Dataset entries
>>>

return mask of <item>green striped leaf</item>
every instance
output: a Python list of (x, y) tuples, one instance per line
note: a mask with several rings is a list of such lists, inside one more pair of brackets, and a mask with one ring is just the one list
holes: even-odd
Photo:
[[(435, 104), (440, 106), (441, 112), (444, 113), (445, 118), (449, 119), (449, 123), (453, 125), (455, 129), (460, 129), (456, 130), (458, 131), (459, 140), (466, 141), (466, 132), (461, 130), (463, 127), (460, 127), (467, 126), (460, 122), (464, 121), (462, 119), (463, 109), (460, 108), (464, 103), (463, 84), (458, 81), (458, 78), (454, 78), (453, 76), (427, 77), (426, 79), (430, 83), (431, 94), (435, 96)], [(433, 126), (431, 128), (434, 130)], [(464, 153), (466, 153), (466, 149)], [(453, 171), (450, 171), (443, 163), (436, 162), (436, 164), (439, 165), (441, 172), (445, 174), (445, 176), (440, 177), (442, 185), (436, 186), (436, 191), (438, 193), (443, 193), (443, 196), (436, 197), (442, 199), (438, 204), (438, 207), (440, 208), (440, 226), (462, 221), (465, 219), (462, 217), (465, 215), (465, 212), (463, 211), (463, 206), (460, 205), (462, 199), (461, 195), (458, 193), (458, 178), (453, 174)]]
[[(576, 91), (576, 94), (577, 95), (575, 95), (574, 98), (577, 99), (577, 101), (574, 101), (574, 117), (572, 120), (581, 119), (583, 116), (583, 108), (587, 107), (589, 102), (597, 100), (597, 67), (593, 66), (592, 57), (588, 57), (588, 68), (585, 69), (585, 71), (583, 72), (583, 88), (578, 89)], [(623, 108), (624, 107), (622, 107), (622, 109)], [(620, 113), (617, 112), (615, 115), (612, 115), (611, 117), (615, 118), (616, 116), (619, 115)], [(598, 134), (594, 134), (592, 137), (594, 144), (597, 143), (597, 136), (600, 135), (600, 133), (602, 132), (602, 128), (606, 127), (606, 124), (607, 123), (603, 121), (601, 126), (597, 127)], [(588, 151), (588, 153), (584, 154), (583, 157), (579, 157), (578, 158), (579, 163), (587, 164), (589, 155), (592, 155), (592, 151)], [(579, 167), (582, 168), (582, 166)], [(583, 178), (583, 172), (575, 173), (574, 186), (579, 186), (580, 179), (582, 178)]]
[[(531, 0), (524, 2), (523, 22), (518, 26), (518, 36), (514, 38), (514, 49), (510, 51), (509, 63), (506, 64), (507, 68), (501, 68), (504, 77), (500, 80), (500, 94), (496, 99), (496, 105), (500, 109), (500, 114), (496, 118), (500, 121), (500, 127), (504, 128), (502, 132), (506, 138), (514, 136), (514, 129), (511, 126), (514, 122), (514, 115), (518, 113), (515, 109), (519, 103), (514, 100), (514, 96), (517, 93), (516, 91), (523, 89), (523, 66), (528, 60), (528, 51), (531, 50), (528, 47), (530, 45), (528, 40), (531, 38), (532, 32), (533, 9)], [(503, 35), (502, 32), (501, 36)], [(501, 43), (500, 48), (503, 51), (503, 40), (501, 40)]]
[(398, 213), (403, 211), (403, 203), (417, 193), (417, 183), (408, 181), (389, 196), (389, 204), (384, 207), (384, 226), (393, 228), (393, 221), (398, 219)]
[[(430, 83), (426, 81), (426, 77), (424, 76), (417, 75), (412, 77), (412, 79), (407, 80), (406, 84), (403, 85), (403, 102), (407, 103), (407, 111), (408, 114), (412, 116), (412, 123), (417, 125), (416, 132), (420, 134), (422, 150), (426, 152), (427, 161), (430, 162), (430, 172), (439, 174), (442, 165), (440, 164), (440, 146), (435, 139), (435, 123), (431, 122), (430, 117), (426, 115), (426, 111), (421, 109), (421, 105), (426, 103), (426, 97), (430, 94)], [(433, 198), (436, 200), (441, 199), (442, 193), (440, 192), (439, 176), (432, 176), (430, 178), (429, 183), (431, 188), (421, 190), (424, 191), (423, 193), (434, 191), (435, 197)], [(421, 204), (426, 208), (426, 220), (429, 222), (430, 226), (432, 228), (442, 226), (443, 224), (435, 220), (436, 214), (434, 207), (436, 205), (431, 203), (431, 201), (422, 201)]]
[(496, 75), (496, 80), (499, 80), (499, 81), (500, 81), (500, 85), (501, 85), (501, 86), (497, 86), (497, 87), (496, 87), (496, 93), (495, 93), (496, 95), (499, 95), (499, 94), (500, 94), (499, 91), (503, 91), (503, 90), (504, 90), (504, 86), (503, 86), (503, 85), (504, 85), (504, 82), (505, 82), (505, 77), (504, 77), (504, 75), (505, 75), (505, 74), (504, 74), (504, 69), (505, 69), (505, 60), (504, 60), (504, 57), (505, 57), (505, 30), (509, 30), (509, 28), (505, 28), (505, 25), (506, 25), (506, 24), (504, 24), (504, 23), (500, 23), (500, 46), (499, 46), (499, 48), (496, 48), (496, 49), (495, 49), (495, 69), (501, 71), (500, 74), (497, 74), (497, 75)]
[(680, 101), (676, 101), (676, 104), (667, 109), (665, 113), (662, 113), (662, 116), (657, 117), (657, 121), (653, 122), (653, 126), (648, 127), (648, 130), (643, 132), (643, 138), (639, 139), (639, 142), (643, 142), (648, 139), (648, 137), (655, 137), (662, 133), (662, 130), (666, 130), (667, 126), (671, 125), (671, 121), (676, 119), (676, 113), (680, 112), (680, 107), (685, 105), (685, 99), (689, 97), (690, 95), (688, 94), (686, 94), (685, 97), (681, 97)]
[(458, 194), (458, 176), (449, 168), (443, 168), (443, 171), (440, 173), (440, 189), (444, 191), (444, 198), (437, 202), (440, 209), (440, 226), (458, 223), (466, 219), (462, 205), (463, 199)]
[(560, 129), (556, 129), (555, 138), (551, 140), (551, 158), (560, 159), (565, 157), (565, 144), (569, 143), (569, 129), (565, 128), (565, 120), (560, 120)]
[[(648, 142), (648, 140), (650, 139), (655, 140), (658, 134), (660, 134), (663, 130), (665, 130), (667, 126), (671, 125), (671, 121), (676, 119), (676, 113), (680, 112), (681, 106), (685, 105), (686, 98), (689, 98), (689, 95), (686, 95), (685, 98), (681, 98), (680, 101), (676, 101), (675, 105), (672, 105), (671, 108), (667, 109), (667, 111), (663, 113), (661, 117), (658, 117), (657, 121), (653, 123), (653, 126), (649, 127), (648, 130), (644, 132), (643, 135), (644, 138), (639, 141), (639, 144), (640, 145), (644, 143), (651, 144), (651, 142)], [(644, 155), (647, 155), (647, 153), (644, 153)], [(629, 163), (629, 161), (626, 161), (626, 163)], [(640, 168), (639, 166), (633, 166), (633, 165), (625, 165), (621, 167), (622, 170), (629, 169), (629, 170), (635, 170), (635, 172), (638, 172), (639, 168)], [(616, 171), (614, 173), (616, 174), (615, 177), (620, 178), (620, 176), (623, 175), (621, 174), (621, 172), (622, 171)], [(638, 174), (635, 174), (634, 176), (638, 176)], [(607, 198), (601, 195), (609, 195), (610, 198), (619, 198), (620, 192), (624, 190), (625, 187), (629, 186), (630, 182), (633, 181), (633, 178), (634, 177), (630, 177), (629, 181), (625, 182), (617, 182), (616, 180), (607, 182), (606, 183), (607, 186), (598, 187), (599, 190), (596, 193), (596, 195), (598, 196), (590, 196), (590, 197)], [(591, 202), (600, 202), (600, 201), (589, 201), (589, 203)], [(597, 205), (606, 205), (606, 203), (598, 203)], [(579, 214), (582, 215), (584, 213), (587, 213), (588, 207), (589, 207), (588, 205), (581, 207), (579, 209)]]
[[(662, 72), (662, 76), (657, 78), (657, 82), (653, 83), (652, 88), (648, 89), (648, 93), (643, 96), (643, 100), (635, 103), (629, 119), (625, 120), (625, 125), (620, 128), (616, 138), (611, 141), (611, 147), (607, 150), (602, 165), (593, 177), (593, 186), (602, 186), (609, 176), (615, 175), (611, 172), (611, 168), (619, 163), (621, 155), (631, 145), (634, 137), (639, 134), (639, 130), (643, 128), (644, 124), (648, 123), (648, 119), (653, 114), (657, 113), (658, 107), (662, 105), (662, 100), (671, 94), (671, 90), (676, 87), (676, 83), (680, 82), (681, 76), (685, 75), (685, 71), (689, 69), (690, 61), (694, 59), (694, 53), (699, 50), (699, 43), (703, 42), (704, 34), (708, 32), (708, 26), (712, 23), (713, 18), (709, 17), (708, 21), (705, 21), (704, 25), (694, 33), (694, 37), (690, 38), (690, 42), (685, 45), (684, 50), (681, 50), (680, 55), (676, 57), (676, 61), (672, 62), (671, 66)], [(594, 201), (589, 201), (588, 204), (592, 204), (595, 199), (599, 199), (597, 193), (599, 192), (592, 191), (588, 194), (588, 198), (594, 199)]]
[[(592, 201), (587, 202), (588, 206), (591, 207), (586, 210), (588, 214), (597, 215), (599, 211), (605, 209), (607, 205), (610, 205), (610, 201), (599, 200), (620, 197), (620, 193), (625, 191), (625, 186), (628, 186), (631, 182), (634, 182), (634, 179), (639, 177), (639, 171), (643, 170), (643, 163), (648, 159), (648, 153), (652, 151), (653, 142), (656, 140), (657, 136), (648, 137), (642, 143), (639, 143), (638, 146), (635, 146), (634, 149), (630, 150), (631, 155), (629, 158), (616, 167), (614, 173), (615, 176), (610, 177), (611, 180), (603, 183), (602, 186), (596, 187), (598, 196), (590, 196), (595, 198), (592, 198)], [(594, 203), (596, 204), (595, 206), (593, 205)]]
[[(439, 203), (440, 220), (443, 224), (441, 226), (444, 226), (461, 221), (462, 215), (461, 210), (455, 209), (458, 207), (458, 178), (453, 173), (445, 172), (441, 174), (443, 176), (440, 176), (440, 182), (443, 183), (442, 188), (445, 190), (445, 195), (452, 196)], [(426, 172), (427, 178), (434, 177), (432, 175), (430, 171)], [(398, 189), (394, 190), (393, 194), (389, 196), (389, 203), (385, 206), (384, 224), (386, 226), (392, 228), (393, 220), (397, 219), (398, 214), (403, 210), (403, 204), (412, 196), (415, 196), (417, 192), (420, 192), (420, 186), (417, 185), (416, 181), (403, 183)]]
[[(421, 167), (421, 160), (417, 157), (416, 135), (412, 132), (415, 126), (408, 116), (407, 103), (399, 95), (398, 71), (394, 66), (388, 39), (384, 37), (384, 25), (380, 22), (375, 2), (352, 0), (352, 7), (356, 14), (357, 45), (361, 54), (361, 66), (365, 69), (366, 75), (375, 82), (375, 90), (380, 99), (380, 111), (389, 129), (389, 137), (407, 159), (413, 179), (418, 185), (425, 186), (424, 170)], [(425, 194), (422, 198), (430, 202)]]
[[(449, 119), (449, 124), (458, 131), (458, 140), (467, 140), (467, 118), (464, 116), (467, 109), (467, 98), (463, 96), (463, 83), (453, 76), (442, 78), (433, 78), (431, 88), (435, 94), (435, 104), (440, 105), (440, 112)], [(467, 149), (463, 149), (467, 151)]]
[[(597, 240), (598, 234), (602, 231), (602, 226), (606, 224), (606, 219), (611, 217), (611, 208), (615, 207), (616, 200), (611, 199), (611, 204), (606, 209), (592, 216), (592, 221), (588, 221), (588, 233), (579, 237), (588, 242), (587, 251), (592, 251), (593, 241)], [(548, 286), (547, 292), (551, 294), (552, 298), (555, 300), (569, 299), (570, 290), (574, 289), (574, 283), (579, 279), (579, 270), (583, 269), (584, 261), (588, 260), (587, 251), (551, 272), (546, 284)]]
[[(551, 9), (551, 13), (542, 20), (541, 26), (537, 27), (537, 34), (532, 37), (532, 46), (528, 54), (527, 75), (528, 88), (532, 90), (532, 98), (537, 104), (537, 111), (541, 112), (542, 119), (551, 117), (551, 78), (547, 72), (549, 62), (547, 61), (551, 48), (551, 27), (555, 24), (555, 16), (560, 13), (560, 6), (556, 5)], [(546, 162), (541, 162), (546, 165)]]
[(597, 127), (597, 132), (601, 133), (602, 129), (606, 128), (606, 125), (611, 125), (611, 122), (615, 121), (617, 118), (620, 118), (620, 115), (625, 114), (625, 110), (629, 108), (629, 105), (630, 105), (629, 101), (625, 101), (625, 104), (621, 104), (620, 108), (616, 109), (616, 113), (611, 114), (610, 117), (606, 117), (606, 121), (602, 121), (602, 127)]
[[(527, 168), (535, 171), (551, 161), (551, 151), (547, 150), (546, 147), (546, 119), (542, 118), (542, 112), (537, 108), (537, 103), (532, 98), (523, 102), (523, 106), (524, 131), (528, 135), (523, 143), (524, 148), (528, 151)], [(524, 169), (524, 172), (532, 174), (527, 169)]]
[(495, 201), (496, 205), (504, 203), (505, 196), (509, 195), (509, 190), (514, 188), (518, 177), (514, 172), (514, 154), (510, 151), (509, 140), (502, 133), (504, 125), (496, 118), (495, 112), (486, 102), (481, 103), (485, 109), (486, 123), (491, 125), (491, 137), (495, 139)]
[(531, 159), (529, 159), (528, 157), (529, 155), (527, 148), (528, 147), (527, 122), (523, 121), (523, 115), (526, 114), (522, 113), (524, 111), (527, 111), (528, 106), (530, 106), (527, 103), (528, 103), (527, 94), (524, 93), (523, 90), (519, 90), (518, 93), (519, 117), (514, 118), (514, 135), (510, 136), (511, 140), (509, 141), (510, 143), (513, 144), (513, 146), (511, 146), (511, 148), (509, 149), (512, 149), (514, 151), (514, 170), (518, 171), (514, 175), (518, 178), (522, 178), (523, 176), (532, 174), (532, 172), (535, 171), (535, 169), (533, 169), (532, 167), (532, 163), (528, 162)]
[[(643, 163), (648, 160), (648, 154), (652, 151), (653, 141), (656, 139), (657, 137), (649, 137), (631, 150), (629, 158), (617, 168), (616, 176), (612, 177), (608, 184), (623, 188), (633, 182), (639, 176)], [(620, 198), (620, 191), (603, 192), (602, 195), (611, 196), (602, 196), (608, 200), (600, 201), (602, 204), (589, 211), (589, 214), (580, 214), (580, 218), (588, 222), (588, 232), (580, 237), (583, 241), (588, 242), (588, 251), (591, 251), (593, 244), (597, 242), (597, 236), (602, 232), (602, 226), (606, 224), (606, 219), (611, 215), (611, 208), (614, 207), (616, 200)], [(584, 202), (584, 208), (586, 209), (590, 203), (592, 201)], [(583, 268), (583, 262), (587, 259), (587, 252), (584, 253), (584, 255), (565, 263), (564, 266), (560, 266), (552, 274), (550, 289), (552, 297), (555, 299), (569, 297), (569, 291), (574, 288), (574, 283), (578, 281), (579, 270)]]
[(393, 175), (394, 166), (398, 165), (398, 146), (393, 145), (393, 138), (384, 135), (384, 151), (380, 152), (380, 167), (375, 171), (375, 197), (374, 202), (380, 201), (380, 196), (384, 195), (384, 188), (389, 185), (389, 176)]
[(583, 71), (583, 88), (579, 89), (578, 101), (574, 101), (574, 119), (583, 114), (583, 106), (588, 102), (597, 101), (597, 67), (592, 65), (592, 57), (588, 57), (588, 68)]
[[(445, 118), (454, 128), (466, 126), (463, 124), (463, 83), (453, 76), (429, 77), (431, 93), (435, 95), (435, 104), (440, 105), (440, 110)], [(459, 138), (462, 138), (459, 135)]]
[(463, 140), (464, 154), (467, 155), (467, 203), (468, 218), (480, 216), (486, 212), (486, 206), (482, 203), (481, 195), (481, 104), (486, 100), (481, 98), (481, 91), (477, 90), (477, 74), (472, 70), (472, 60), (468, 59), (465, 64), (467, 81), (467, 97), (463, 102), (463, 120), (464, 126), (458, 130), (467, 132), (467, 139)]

<<<

• **Work required**:
Proceeding from the line containing "note: a mask" through the line containing "holes: even-odd", transcribe the lines above exactly, both end lines included.

• **Written solution**:
note: a mask with several rings is a list of such lists, inside one more pair of brackets, and a mask with one ring is just the one list
holes: even-odd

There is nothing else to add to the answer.